_PROBLEM TO WORK ON_
From the line containing "Target: hair tie" through the final line of the records, reproduce every line exactly.
%%
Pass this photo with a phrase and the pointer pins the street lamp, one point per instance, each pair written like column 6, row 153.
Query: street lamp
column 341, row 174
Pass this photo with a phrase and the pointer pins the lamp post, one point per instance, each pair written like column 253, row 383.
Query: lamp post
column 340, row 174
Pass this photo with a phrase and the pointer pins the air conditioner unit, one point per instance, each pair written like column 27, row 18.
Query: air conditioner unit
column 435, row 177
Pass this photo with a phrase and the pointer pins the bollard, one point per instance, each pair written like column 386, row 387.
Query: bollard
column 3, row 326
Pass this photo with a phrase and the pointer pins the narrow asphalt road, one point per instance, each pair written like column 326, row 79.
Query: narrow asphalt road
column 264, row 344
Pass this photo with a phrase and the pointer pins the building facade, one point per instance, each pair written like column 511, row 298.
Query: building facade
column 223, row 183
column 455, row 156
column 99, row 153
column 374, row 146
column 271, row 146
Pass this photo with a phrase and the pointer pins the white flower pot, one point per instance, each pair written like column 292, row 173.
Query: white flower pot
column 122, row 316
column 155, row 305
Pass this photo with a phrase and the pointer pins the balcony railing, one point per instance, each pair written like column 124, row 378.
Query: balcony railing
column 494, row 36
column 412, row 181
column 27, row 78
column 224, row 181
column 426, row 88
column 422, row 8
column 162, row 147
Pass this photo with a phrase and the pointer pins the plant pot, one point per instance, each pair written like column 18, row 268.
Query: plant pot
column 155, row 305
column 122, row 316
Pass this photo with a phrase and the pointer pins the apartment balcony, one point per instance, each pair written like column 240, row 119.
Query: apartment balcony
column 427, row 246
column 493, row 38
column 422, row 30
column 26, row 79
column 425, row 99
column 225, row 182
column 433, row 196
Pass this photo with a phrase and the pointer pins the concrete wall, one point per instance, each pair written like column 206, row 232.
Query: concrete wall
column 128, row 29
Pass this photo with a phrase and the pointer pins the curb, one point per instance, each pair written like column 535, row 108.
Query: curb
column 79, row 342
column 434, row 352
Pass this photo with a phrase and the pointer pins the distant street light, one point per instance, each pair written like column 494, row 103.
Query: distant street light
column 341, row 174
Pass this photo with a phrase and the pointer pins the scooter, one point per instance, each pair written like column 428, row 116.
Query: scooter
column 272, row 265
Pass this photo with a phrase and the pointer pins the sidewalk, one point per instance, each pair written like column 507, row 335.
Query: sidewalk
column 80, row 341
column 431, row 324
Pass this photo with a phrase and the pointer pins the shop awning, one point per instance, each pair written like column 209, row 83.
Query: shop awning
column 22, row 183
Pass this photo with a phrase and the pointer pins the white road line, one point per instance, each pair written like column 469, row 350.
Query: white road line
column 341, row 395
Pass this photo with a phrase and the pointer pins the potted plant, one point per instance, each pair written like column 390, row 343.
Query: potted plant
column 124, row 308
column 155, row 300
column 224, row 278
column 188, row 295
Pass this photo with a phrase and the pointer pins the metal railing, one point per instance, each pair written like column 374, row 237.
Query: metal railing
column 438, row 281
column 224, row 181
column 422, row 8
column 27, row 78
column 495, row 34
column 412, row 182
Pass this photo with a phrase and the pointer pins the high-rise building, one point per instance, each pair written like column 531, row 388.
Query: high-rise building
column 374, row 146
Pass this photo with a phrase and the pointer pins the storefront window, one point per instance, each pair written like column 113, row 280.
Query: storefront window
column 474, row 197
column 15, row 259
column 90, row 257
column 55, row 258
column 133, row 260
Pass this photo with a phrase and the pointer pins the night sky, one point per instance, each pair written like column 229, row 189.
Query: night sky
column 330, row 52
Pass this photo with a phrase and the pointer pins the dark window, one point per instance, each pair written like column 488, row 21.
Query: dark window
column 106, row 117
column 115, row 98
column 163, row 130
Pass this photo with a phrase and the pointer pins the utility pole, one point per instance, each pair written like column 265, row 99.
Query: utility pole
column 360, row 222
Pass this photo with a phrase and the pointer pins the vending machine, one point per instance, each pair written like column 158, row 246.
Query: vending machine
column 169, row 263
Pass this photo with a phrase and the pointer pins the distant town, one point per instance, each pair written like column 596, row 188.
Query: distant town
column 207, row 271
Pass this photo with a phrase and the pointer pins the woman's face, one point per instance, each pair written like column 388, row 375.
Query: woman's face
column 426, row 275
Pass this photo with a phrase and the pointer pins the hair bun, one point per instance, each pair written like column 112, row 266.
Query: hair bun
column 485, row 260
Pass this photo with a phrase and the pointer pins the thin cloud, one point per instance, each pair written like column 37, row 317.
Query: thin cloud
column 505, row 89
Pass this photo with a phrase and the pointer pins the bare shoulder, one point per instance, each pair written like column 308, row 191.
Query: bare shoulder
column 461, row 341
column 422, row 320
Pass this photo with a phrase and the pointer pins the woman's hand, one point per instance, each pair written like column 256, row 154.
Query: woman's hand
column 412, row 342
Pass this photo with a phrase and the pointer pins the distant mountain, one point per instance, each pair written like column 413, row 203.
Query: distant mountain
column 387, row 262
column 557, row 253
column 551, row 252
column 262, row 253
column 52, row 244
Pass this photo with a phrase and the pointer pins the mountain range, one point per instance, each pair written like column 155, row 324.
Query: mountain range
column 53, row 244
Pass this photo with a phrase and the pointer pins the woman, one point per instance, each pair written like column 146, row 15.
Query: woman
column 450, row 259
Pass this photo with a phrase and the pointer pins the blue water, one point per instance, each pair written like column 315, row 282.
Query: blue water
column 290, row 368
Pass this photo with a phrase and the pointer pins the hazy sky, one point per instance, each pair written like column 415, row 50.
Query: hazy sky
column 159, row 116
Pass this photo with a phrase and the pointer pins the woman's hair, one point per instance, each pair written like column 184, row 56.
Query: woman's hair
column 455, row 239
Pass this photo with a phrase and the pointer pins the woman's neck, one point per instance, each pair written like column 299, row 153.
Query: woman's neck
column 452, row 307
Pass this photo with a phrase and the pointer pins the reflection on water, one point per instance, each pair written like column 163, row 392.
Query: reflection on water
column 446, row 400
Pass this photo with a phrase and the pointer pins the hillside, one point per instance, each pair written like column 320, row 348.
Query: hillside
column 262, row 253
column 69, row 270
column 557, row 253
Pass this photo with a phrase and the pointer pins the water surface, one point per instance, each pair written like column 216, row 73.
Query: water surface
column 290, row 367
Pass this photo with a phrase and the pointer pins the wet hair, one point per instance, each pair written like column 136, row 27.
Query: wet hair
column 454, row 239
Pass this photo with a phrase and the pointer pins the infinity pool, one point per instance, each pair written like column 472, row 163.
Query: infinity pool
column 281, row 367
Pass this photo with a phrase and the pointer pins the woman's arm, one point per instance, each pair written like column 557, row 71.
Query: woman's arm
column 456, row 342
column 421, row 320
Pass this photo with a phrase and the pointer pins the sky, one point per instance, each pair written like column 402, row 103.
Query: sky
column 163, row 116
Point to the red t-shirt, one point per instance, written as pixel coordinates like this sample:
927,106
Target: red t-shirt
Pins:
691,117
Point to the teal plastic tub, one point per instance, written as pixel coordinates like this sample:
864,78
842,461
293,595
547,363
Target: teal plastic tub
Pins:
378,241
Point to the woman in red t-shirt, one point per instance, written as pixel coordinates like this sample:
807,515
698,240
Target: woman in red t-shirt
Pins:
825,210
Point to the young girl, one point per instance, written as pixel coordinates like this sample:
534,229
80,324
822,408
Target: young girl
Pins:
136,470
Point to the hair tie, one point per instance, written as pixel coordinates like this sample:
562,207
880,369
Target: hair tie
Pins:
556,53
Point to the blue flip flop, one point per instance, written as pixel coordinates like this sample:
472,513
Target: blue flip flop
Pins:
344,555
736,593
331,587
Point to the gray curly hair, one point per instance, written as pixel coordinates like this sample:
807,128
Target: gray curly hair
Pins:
%%
_WRITTEN RESPONSE_
Target: hair tie
Pins:
556,53
Point to the blue flip flop, one point per instance, written as pixel coordinates like this sample:
472,513
Target: blue flip flop
Pins:
344,555
736,593
331,587
Point to the gray curly hair, one point per instance, written as pixel coordinates like this sample:
807,128
Target: gray curly hair
Pins:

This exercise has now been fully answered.